[Records held in a dataset]
==*==

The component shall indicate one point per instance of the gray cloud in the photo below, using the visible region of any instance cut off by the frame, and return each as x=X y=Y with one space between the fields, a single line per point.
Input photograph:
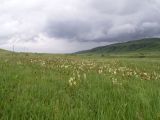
x=89 y=21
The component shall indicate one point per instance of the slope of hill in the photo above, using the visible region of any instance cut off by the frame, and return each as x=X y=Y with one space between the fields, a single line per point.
x=148 y=45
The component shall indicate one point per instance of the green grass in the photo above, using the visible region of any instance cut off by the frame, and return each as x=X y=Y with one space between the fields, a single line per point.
x=72 y=87
x=143 y=47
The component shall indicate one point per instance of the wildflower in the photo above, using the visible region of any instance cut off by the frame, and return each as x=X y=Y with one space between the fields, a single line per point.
x=84 y=75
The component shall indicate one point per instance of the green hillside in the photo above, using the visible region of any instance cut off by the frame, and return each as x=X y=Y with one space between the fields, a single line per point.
x=149 y=45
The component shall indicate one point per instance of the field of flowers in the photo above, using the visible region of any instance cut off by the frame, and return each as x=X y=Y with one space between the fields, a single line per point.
x=68 y=87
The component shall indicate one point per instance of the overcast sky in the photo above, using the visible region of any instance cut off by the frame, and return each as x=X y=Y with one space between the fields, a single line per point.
x=62 y=26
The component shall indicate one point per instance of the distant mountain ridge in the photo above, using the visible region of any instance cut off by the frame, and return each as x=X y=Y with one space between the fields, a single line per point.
x=143 y=45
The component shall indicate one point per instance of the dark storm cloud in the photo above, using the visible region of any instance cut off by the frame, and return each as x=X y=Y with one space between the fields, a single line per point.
x=112 y=22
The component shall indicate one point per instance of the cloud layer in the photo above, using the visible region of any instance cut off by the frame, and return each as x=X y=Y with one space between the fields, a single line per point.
x=42 y=25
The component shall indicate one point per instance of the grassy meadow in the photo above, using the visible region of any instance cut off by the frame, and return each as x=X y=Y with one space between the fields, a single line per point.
x=73 y=87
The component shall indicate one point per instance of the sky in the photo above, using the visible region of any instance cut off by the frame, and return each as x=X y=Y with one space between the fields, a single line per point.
x=66 y=26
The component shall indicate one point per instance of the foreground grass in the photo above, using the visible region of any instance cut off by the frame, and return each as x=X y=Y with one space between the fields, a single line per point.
x=58 y=87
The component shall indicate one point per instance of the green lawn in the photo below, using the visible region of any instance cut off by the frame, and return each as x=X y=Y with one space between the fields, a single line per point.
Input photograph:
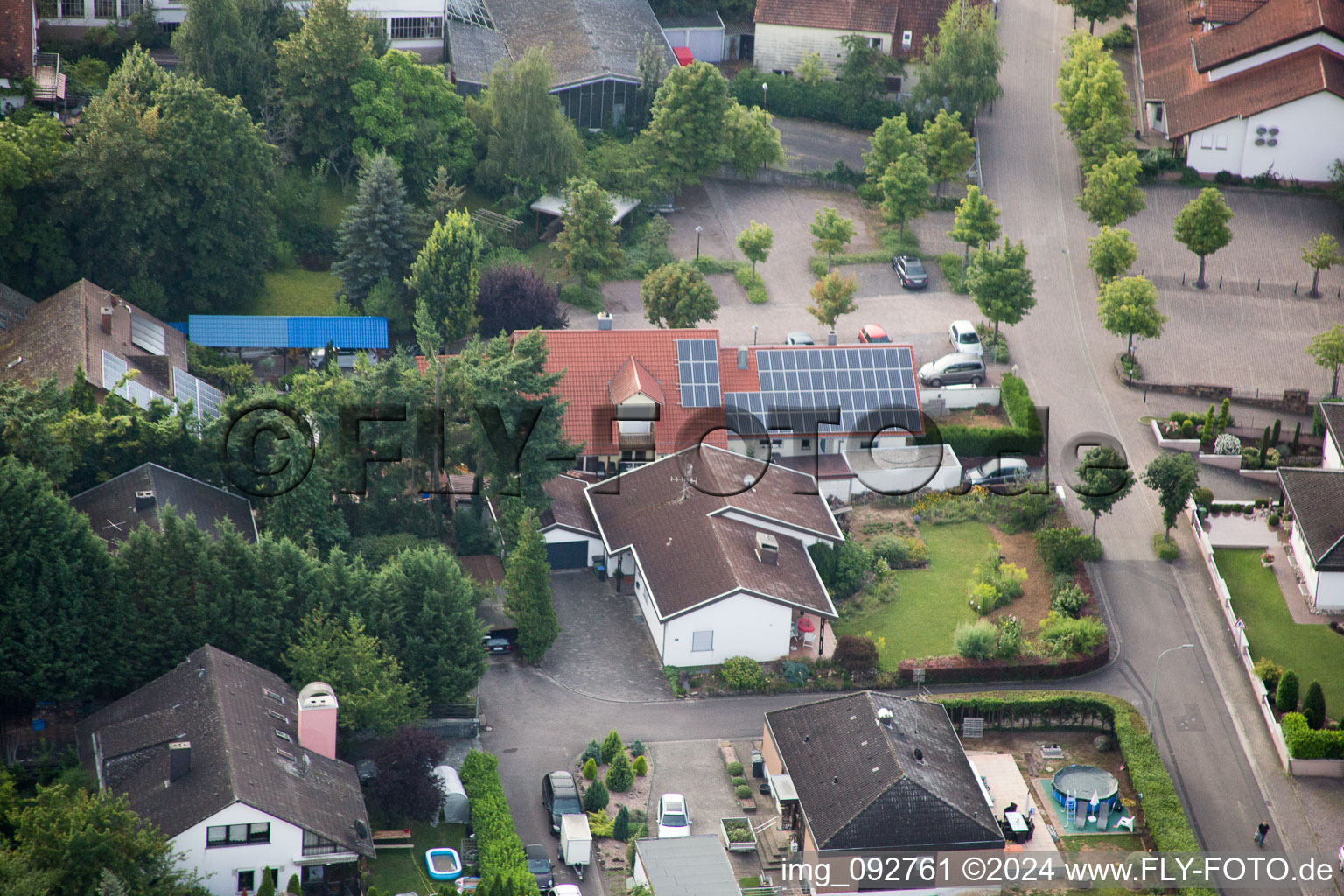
x=929 y=602
x=1312 y=650
x=402 y=871
x=298 y=291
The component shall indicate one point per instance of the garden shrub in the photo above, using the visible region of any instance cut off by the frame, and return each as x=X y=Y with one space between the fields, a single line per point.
x=1063 y=550
x=1066 y=637
x=1285 y=697
x=742 y=673
x=498 y=844
x=975 y=640
x=612 y=746
x=620 y=777
x=1313 y=705
x=900 y=552
x=596 y=798
x=857 y=654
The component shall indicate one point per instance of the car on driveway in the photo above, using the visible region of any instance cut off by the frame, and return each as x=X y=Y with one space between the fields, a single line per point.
x=561 y=797
x=872 y=333
x=539 y=865
x=953 y=369
x=910 y=271
x=1000 y=471
x=674 y=817
x=964 y=339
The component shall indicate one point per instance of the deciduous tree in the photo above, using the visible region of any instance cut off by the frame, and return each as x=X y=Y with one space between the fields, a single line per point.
x=976 y=222
x=1002 y=284
x=676 y=296
x=1201 y=226
x=1112 y=192
x=1112 y=253
x=832 y=296
x=527 y=592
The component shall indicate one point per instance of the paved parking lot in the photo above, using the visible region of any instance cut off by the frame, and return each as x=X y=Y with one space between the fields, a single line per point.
x=604 y=650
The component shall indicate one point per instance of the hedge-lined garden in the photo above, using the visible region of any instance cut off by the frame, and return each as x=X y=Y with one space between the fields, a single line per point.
x=501 y=858
x=1161 y=808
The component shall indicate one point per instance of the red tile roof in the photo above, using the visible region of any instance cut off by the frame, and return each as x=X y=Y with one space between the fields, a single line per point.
x=593 y=360
x=1273 y=23
x=687 y=520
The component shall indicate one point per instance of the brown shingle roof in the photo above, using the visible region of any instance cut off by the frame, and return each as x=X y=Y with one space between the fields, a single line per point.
x=1246 y=93
x=689 y=543
x=1318 y=502
x=1273 y=23
x=860 y=785
x=217 y=702
x=110 y=507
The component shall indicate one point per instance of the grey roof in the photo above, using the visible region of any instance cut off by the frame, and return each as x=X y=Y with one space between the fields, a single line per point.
x=217 y=703
x=689 y=866
x=110 y=507
x=860 y=785
x=701 y=20
x=1318 y=502
x=588 y=39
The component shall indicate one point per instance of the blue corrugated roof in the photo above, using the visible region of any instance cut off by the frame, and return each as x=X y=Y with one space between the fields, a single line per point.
x=238 y=331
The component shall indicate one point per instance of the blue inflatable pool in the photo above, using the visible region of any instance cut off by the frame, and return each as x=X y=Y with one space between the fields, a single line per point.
x=443 y=864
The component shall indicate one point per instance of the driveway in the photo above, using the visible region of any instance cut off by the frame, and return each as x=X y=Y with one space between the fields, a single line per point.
x=604 y=650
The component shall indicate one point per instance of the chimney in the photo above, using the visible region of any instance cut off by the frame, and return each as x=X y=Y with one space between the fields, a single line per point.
x=767 y=550
x=318 y=719
x=179 y=760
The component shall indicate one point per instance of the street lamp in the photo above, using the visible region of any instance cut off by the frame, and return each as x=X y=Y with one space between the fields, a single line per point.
x=1152 y=702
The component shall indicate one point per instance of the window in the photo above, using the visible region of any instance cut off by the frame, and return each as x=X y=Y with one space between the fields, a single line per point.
x=418 y=29
x=238 y=835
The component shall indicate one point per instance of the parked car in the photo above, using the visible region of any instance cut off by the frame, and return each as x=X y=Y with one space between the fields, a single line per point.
x=674 y=816
x=561 y=797
x=964 y=339
x=953 y=369
x=872 y=333
x=910 y=271
x=539 y=865
x=1000 y=471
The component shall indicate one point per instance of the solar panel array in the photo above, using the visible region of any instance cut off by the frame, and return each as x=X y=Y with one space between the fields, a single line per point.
x=874 y=388
x=188 y=388
x=697 y=373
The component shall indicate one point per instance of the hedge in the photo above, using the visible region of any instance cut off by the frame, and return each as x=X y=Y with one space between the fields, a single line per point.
x=1306 y=742
x=500 y=846
x=1163 y=813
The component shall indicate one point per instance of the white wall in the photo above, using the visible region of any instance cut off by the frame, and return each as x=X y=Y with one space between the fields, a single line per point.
x=1311 y=132
x=784 y=46
x=220 y=865
x=744 y=626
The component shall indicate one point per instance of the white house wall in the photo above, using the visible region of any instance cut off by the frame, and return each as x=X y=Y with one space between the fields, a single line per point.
x=220 y=865
x=742 y=625
x=782 y=47
x=1311 y=132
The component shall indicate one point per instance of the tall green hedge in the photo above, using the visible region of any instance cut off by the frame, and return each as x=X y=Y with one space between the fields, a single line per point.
x=1163 y=813
x=1306 y=742
x=500 y=846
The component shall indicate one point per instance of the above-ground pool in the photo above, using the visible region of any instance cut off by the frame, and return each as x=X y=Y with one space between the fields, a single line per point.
x=443 y=864
x=1085 y=780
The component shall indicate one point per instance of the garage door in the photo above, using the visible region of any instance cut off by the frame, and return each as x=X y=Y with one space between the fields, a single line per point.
x=566 y=555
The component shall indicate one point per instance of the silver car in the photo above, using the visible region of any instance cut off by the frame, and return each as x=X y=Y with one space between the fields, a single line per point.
x=953 y=369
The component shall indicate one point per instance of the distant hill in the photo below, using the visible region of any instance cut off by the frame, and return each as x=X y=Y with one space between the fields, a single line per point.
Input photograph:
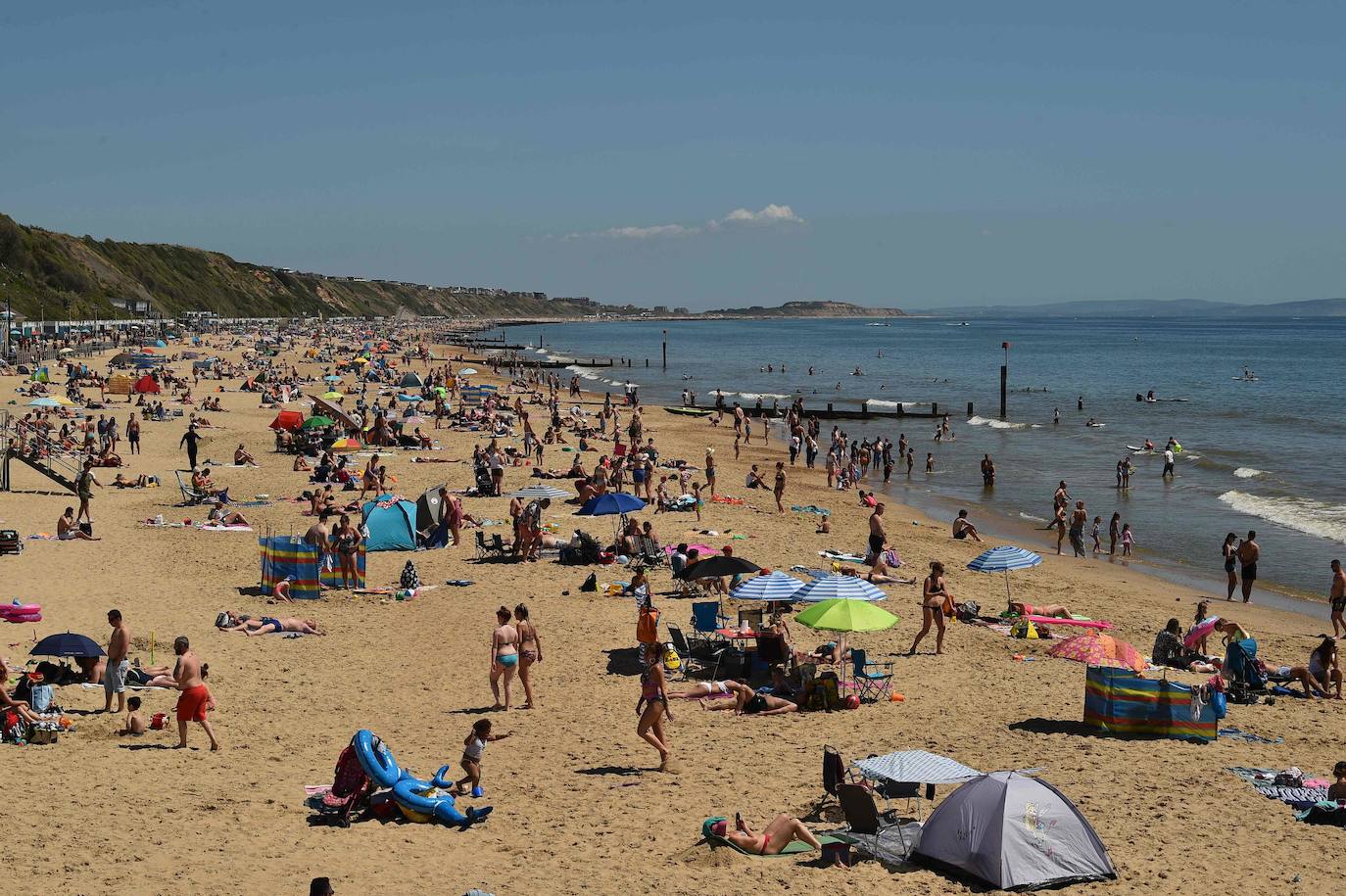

==*==

*Exercise details*
Please pull every line of text out of the items above and reproduce each one word for word. Leave the pictures out of your answer.

*Solved exercise*
The component shall indicate one point per instance of the gray cloud in the photo below, using the visible region of any instance cut off by the frame, and return each as x=X y=Y with one space between the fields, a single line per point.
Input photograph:
x=89 y=21
The component shall indicate one point per instance of the slope of hill in the photo above, using the visible region of any instance cut off by the frame, and return each as x=X y=Y with one space between the fields, a single line per point.
x=148 y=45
The component shall indicate one point per instance of the green grass in the photo above, using the visible region of any instance cut off by the frame, and return each as x=X y=Y with one space between the fields, a single line per point.
x=72 y=87
x=143 y=47
The component shall indicate one point per instance of the wildflower in the photo above, using the visible region of any instance cut off by the frame, and return each as x=X y=Y with one space between the fields, a single line per point.
x=84 y=75
The component shall indicate one point per instance of the green hillside in the photo above, using the visible region of any instance cut off by the frame, and return each as x=X y=Y with one space between the fields, a single line per point.
x=149 y=45
The component shall indicate one point per instance of the field of flowers in the photo above, using the visible region of any instance cut off by the frame, and return each as x=X y=Y with one space between the fields, a single line per point.
x=68 y=87
The component shall indicate one point per instance of the overcast sky in the photo above, using the visible region of any instance cut off by the frame, and return each as x=X y=Y with one space between the fields, a single line per point.
x=62 y=26
The component shall indicate one point per instance of the distant mountain ridge in the photo above, using the visible region of any instance cut off by the frame, and return each as x=X y=Y with one space between the fields, a single line per point.
x=143 y=45
The component shall indicate one point per instance of the dark storm cloud in the photo above, using the visible region of any instance cut off by the frame, and return each as x=X y=Y with one space between the fields, a single line per point.
x=112 y=22
The component shall indicate one point per instance of the cloud layer in the photo above, using the visible region of any instance cut off by the frame, and return each as x=X y=Y with one space between the fields, a single line per point.
x=42 y=25
The component shall indicate one point per instance of the grassy meadow in the photo above, using the visible region of any instance cut off by the frame, and return each as x=X y=Y with one space between the fields, a single line per point.
x=73 y=87
The component shall indicate one point per instance of the sky in the photo above, using the visible region of any instance cut off by the frame, and return each as x=X y=Y with one space between the fields, a single line per point.
x=66 y=26
The component shall indicate one point per instance of the foreground grass in the photo above, using the visible region of any instance cut off by the frame, and return each as x=X y=Y with one space between the fields, a single line per point.
x=58 y=87
The component shall indicate one point per instance of the green lawn in the photo below, using the visible region of any instance cut off by the frame, and return each as x=X y=Y with one space between the fields, a single line per point.
Input photograph:
x=929 y=602
x=1312 y=650
x=402 y=871
x=298 y=291
The component shall indicate one point per instance of the garden shrub in the photo above, using the visible region of any instance cut off by the frame, and return each as x=X y=Y with one space between the fields, a single line per point.
x=1063 y=550
x=1066 y=637
x=1285 y=697
x=742 y=673
x=498 y=844
x=975 y=640
x=612 y=746
x=620 y=777
x=1313 y=705
x=900 y=552
x=596 y=798
x=857 y=654
The component shall indicate one point per instance of the car on driveway in the photo above, using the visible region of any instance cut off by the frame, and return each as x=X y=Y with one space between the fields, a single line per point.
x=561 y=797
x=872 y=333
x=539 y=865
x=953 y=369
x=910 y=271
x=1000 y=471
x=674 y=817
x=964 y=339
The component shall indicate one point per instance of the deciduous tree in the photo above, using the visible region of any instance cut off by the frame, and return each as x=X y=Y with one space between the fields, a single line per point.
x=976 y=222
x=1002 y=284
x=676 y=296
x=1201 y=226
x=1112 y=192
x=1112 y=253
x=832 y=296
x=527 y=592
The component shall indicate one point per instance of the paved parking lot in the photo above, using the visible region of any instance cut off by the frame, and return each as x=X y=Y with one space between the fields, a single line per point.
x=604 y=650
The component shall indicate one point per instance of the hedge-lined garden in the photo above, using the visible region of any instance cut off by the frame, and return each as x=X y=Y with one space between the fields, a single line per point.
x=501 y=858
x=1161 y=808
The component shall indicate one point per instance of the red tile roof in the photo above, using the visible region of any instance cut off by the frame, and return each as x=X y=Y with one space between the fields, a single line per point.
x=593 y=360
x=1273 y=23
x=687 y=520
The component shall indicate one point per instance of the brown shingle roof in the photo above, using the visible region of any instance cut off by the frame, and return each as x=X y=Y with one space between the fields, a single line per point.
x=1246 y=93
x=689 y=543
x=1318 y=502
x=1273 y=23
x=860 y=785
x=217 y=702
x=110 y=507
The component shall indicate one point per instance of the grey roof in the photo above, using the visible region of any instance cut off by the frame, and return each as x=X y=Y with one space between the fields, a single line per point.
x=217 y=703
x=689 y=866
x=110 y=507
x=860 y=785
x=701 y=20
x=1318 y=502
x=588 y=39
The component shall indicate one point per instance of the blue corrugated roof in the photo above, using the visible region of any instance cut off by the frame, and return each as x=X y=Y with one space between the fields, a single line per point.
x=238 y=331
The component shall indicate one point per instance of the blue inflatable pool in the photo above, using the visible region of any instance cut off by the frame, and return each as x=X y=Y with one space between the fields, a single line per point.
x=443 y=864
The component shall indicate one point per instance of the driveway in the photo above, using the visible region of any instance cut off by the frame, and return each as x=X y=Y with one space between the fields, a single line per point.
x=604 y=650
The component shall indicate one point per instance of the chimney in the photo above, using the visible region of any instance cut off by the frame, and return each as x=X y=Y with one space between the fields, a single line per point.
x=767 y=550
x=318 y=719
x=179 y=760
The component shall indicate one point per instance of the street lamp in the photo above, using the visible region of any instance cut off by the frame, and return each as x=X y=Y with one space between the fields, a single line per point.
x=1152 y=702
The component shall indicate one point per instance of the window in the photo above, using the visible region of any instance cut off by the frame, and return each as x=X y=Y with one space between the fields, a single line per point.
x=418 y=29
x=238 y=835
The component shall indicate one point per instance of the parked car in the photo above, using the visible region of any instance cut off by the frame, and return each as x=X y=Y with one space between the fields, a single line per point.
x=674 y=816
x=561 y=797
x=964 y=339
x=953 y=369
x=872 y=333
x=910 y=271
x=539 y=865
x=1000 y=471
The component shall indicate one point per instance of the solar panel array in the photo above, using the visible region of any instance cut off by the frame, and return each as x=X y=Y with one space between the fields, a single line per point.
x=874 y=388
x=188 y=388
x=697 y=373
The component shall indicate one point per instance of the hedge in the photo above, using the visible region of any instance cut off by the frame, and return each as x=X y=Y with one space between the fields, a single line per point.
x=1306 y=742
x=500 y=846
x=1163 y=813
The component shall indicate one point per instance of the white wall in the photo above, using the visible region of any instance cut off by the frame, and return each as x=X y=Y with one space between the fields, a single line per point.
x=1311 y=132
x=784 y=46
x=220 y=865
x=744 y=626
The component shall indicate one point per instance of the white house wall in the photo above, using the visible region of any instance cut off by the frame, and return each as x=X y=Y with one space between the fields, a single line per point.
x=220 y=865
x=742 y=625
x=782 y=47
x=1311 y=132
The component shall indicate one point per instance of the tall green hedge in the photo above, using the visible region of any instance cut off by the frame, and return each as x=X y=Y with one space between the fields, a single line per point.
x=1163 y=813
x=1306 y=742
x=500 y=846
The component shall indicate one point per instance of the above-ground pool in the photo above, using the visible region of any instance cut off by the frame, and return each as x=X y=Y with one space between the fields, a single line per point.
x=443 y=864
x=1085 y=780
The component shall indicate one point per instance of the garage door in the photo above, using the visible region of any instance cut off by the frame, and return each as x=X y=Y with one space between the fields, a single line per point.
x=566 y=555
The component shall indicate one point per instance of the silver car in the photo above, using the visible region of any instance cut off by the frame, and return each as x=X y=Y with one space between the fields, a single line per point.
x=953 y=369
The component shall indicate one point per instance of the distant hill in the photo below, using the visible region of any instance cut off by the frame, and return each as x=X y=Y with one space between the fields, a single line per point.
Input photograph:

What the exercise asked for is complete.